═══ Textauszug ═══
Da sich der Hafen von Recife zum damaligen Zeitpunkt im Bau befand, mussten die Passagiere, ihr Gepäck und die Fracht, in riesigen und von Kränen gehievten Stoffkörben von Bord gehen. „Es gibt keine Nachricht darüber, wann das Virus an Bord kam: ob bei der vorherigen Zwischenlandung in Lissabon oder bereits in England“, erklärt die Historikerin Heloísa Murgel Starling, Professorin an der Bundesuniversität Minas Gerais (UFMG) und Mitautorin von „Die Tänzerin des Todes: die Spanische Grippe in Brasilien“. Nach ihren Worten verbreitete sich die Krankheit, einmal auf brasilianischem Boden, leicht und schnell – von Recife bis Rio de Janeiro, von der Küste bis ins Landesinnere und durch die Eisenbahn.
═══
Arbeitsauftrag:
Schreib den Textauszug über die Spanische Grippe in Brasilien vollständig und Wort für Wort ab. Die Einträge sind eigenes Material und gehören nicht zum Textauszug.
═══ Vorhandene Daten ═══
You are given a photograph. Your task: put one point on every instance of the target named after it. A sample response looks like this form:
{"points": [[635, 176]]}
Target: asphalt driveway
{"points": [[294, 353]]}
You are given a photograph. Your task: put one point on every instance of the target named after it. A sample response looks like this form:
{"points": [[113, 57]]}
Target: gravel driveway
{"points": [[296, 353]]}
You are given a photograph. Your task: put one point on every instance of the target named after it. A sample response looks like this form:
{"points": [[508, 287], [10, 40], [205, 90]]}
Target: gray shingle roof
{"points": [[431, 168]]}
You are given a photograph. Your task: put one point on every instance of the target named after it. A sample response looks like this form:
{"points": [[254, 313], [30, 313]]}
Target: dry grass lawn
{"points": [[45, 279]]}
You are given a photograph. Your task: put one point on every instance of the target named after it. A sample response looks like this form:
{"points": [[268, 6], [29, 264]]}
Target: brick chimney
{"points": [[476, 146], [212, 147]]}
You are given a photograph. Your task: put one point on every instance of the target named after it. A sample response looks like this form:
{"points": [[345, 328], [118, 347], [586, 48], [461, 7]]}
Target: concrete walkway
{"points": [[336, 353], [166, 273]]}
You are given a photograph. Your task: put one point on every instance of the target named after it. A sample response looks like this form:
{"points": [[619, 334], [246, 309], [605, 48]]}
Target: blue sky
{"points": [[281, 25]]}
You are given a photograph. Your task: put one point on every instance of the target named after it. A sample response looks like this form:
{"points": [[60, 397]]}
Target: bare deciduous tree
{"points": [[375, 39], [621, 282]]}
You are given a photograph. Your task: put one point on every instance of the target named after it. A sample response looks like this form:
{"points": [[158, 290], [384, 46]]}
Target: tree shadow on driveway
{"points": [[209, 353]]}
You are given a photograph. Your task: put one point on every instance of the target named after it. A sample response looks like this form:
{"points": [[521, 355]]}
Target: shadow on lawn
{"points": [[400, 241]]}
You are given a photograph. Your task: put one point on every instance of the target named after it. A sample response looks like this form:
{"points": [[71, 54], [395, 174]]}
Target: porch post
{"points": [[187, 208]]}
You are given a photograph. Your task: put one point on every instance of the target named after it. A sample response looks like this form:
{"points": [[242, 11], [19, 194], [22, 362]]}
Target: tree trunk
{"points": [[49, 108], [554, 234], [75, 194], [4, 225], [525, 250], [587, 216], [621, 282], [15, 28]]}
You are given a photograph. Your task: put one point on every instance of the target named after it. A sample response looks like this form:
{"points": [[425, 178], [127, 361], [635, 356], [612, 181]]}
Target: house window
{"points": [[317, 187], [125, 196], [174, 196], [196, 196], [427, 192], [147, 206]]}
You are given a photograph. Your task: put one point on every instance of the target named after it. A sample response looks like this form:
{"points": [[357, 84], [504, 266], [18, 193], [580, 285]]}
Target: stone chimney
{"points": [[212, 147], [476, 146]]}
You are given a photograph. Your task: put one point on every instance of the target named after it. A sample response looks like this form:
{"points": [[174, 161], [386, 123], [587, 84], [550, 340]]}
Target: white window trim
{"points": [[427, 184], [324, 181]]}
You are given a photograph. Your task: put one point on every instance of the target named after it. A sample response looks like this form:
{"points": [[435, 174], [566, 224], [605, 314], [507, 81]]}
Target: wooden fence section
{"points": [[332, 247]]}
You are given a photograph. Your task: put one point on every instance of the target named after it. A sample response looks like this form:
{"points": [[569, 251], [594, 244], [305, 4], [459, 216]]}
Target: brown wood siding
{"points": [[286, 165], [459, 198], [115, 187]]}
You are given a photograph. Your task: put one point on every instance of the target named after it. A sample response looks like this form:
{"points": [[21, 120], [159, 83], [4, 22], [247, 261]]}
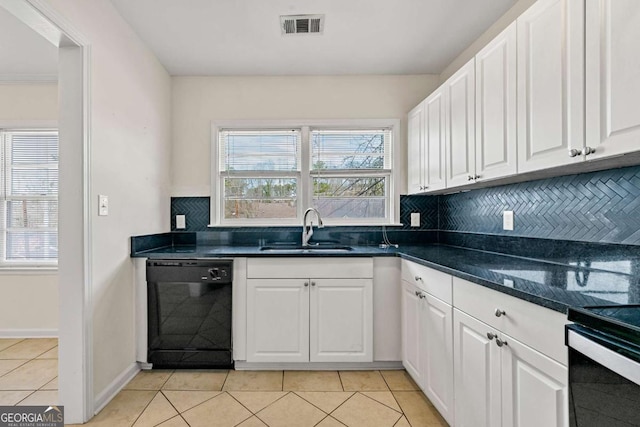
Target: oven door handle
{"points": [[623, 366]]}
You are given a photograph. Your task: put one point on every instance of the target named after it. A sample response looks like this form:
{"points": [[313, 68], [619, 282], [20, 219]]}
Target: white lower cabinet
{"points": [[341, 320], [411, 336], [500, 381], [427, 340], [277, 320], [437, 360], [309, 319], [477, 373], [483, 358]]}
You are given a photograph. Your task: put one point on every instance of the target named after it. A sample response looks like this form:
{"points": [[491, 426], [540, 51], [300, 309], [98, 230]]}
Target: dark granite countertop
{"points": [[576, 280]]}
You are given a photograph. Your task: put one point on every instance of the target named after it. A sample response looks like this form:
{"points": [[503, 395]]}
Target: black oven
{"points": [[189, 313], [604, 366]]}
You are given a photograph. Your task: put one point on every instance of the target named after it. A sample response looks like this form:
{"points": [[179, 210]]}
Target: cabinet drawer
{"points": [[429, 280], [293, 268], [536, 326]]}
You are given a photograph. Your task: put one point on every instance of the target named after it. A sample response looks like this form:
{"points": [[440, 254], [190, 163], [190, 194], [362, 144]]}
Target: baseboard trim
{"points": [[241, 365], [114, 388], [28, 333]]}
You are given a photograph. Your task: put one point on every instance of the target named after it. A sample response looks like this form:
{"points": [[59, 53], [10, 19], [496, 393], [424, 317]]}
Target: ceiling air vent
{"points": [[301, 24]]}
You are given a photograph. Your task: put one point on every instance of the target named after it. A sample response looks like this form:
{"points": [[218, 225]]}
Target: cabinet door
{"points": [[534, 388], [496, 107], [411, 334], [612, 70], [550, 84], [341, 320], [437, 354], [434, 140], [415, 150], [277, 320], [476, 373], [460, 126]]}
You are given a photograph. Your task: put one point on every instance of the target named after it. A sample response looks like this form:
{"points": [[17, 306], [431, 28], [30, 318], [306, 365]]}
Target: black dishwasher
{"points": [[189, 313]]}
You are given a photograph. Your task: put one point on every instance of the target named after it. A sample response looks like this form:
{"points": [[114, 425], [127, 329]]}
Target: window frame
{"points": [[16, 127], [305, 188]]}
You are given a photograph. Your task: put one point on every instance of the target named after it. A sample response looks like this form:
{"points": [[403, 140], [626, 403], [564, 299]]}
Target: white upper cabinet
{"points": [[496, 107], [425, 163], [416, 159], [460, 126], [550, 84], [435, 140], [612, 77]]}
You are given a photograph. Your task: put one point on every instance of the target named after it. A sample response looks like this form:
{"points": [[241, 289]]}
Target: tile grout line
{"points": [[145, 407], [201, 403], [377, 401], [341, 383], [394, 398], [263, 421], [21, 340], [315, 406], [25, 362]]}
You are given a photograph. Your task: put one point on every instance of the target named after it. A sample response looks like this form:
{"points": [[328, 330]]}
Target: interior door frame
{"points": [[75, 365]]}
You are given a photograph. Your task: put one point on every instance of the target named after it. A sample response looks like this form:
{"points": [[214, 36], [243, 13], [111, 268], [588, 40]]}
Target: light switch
{"points": [[103, 205], [181, 222], [415, 219], [507, 220]]}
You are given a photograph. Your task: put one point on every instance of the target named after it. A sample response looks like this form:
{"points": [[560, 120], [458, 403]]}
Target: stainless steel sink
{"points": [[312, 248]]}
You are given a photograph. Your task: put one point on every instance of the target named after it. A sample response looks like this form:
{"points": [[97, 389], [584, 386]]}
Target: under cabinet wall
{"points": [[599, 207]]}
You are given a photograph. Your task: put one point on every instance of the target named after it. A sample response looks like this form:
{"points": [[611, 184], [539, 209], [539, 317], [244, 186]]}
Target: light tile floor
{"points": [[28, 371], [167, 398]]}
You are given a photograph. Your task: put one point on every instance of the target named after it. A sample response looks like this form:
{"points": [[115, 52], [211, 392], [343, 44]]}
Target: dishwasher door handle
{"points": [[623, 366]]}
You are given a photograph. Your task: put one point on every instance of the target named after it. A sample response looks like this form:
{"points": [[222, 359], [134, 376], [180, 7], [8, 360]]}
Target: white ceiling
{"points": [[242, 37], [24, 54]]}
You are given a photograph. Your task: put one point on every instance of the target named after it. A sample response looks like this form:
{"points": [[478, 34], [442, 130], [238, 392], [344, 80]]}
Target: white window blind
{"points": [[271, 175], [260, 174], [351, 173], [29, 207], [256, 150]]}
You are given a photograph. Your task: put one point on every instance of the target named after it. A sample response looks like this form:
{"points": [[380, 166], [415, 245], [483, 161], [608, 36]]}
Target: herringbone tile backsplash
{"points": [[599, 207], [593, 207]]}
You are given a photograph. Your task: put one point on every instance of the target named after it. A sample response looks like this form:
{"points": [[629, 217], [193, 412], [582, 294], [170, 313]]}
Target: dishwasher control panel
{"points": [[189, 270]]}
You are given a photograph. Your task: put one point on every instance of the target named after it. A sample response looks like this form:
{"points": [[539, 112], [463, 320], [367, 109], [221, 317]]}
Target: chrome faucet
{"points": [[307, 230]]}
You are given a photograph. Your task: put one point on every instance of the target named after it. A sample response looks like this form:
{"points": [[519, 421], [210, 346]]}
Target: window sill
{"points": [[27, 270], [245, 225]]}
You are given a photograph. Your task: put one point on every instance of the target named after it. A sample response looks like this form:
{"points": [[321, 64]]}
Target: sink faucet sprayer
{"points": [[307, 231]]}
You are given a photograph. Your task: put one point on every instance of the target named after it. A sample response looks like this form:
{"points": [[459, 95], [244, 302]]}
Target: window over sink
{"points": [[269, 173], [29, 190]]}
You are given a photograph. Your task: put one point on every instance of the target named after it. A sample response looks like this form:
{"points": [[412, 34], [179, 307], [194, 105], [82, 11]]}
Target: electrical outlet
{"points": [[507, 220], [103, 205], [415, 219]]}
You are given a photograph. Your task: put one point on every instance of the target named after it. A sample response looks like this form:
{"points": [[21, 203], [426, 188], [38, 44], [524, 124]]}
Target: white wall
{"points": [[130, 146], [199, 100], [495, 29], [28, 302]]}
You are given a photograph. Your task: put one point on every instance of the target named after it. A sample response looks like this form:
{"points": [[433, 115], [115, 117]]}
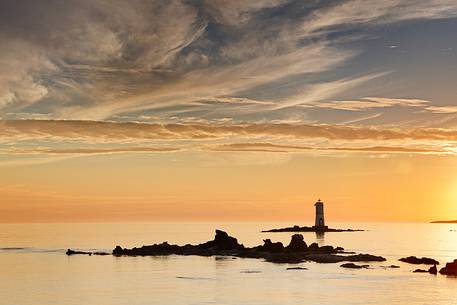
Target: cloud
{"points": [[64, 129], [442, 109], [269, 147], [368, 103], [96, 59], [93, 151]]}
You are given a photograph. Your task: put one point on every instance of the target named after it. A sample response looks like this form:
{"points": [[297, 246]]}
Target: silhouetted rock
{"points": [[354, 266], [313, 247], [450, 268], [73, 252], [297, 244], [420, 271], [310, 229], [271, 247], [433, 270], [417, 261], [228, 246]]}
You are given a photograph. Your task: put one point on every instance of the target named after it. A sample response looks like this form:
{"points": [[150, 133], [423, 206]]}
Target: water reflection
{"points": [[320, 238]]}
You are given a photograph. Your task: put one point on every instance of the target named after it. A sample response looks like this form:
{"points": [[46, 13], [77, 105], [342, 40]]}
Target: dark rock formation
{"points": [[354, 266], [73, 252], [420, 271], [431, 270], [450, 268], [224, 245], [310, 229], [417, 261], [297, 244], [271, 247]]}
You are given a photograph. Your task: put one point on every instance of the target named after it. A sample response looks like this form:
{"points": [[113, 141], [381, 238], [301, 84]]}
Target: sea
{"points": [[34, 269]]}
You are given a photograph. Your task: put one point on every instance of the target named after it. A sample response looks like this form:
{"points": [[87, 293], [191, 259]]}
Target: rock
{"points": [[224, 245], [433, 270], [354, 266], [73, 252], [326, 249], [417, 261], [222, 241], [271, 247], [420, 271], [313, 247], [297, 244], [450, 268], [296, 228]]}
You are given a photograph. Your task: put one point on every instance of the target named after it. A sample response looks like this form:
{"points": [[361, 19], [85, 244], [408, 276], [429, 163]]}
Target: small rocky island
{"points": [[319, 225], [224, 245], [310, 229]]}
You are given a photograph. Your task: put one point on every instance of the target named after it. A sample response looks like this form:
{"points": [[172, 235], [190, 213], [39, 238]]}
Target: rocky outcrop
{"points": [[450, 268], [310, 229], [418, 261], [354, 266], [73, 252], [296, 251], [431, 270], [297, 244]]}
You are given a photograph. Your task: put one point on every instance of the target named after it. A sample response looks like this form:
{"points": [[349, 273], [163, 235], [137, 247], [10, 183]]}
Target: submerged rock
{"points": [[297, 268], [417, 261], [420, 271], [450, 268], [297, 243], [222, 245], [354, 266], [73, 252]]}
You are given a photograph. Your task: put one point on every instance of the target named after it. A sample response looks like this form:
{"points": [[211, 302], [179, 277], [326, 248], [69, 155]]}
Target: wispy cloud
{"points": [[368, 103], [96, 59], [90, 137], [442, 109]]}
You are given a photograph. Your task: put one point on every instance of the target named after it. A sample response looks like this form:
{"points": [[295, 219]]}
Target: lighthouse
{"points": [[320, 222]]}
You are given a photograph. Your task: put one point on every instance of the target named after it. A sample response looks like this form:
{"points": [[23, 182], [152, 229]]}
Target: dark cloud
{"points": [[95, 59]]}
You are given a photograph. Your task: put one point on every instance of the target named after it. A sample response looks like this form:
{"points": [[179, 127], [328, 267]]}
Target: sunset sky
{"points": [[227, 110]]}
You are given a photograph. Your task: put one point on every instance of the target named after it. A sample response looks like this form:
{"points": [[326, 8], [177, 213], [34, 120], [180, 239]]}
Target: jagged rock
{"points": [[420, 271], [73, 252], [354, 266], [224, 245], [431, 270], [417, 261], [297, 244], [296, 228], [450, 268], [271, 247], [313, 247]]}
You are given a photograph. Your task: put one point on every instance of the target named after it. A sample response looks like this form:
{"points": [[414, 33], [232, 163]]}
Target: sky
{"points": [[227, 110]]}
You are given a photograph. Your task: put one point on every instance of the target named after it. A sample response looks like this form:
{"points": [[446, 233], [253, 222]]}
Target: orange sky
{"points": [[249, 186]]}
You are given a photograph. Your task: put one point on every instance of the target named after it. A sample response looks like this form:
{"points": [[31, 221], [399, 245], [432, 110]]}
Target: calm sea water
{"points": [[34, 269]]}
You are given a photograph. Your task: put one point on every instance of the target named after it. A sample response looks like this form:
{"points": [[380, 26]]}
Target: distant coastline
{"points": [[310, 229], [444, 221]]}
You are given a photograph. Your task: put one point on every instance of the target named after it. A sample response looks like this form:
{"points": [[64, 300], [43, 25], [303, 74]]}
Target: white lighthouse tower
{"points": [[320, 222]]}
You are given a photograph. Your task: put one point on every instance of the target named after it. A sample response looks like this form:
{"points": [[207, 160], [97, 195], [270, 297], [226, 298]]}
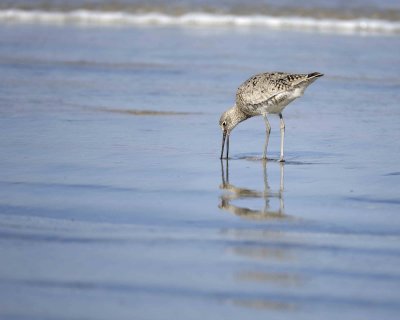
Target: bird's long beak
{"points": [[224, 135]]}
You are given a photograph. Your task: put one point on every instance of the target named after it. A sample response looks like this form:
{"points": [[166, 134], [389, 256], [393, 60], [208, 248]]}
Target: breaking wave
{"points": [[90, 17]]}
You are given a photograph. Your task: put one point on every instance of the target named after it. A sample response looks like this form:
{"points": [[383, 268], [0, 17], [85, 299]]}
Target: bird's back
{"points": [[271, 92]]}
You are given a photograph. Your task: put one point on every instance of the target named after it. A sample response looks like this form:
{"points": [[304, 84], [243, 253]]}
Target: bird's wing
{"points": [[265, 86]]}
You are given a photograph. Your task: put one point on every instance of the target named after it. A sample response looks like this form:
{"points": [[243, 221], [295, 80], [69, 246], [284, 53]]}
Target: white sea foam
{"points": [[86, 17]]}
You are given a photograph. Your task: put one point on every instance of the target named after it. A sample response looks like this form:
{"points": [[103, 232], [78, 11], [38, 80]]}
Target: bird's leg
{"points": [[227, 147], [268, 131], [282, 136]]}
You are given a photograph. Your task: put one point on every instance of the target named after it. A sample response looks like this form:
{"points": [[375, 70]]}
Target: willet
{"points": [[261, 95]]}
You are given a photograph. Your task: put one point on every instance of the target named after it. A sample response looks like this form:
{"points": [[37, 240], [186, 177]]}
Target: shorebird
{"points": [[261, 95]]}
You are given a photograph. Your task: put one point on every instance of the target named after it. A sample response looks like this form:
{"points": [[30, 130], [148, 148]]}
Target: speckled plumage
{"points": [[263, 94]]}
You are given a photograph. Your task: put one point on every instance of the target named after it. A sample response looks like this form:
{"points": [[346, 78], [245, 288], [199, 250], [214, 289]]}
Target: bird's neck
{"points": [[237, 115]]}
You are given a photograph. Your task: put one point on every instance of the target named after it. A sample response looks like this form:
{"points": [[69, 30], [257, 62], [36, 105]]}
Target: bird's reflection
{"points": [[233, 192]]}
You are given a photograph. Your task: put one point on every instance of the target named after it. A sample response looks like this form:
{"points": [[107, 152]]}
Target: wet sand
{"points": [[115, 204]]}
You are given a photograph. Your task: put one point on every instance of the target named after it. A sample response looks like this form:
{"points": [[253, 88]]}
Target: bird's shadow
{"points": [[257, 158], [232, 193]]}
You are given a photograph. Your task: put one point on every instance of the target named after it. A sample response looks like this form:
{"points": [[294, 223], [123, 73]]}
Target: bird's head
{"points": [[228, 121]]}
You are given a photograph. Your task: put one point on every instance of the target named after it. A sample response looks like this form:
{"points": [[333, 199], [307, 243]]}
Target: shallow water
{"points": [[114, 203]]}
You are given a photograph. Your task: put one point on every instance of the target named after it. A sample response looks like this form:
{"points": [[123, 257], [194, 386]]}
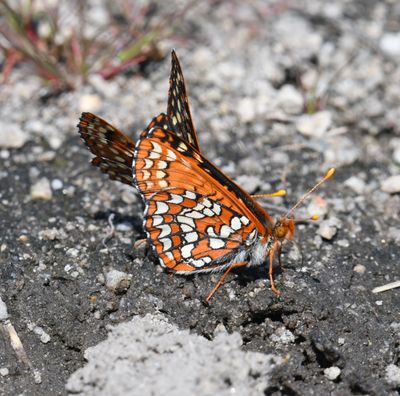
═══
Ergebnis:
Da sich der Hafen von Recife zum damaligen Zeitpunkt im Bau befand, mussten die Passagiere, ihr Gepäck und die Fracht, in riesigen und von Kränen gehievten Stoffkörben von Bord gehen. „Es gibt keine Nachricht darüber, wann das Virus an Bord kam: ob bei der vorherigen Zwischenlandung in Lissabon oder bereits in England“, erklärt die Historikerin Heloísa Murgel Starling, Professorin an der Bundesuniversität Minas Gerais (UFMG) und Mitautorin von „Die Tänzerin des Todes: die Spanische Grippe in Brasilien“. Nach ihren Worten verbreitete sich die Krankheit, einmal auf brasilianischem Boden, leicht und schnell – von Recife bis Rio de Janeiro, von der Küste bis ins Landesinnere und durch die Eisenbahn.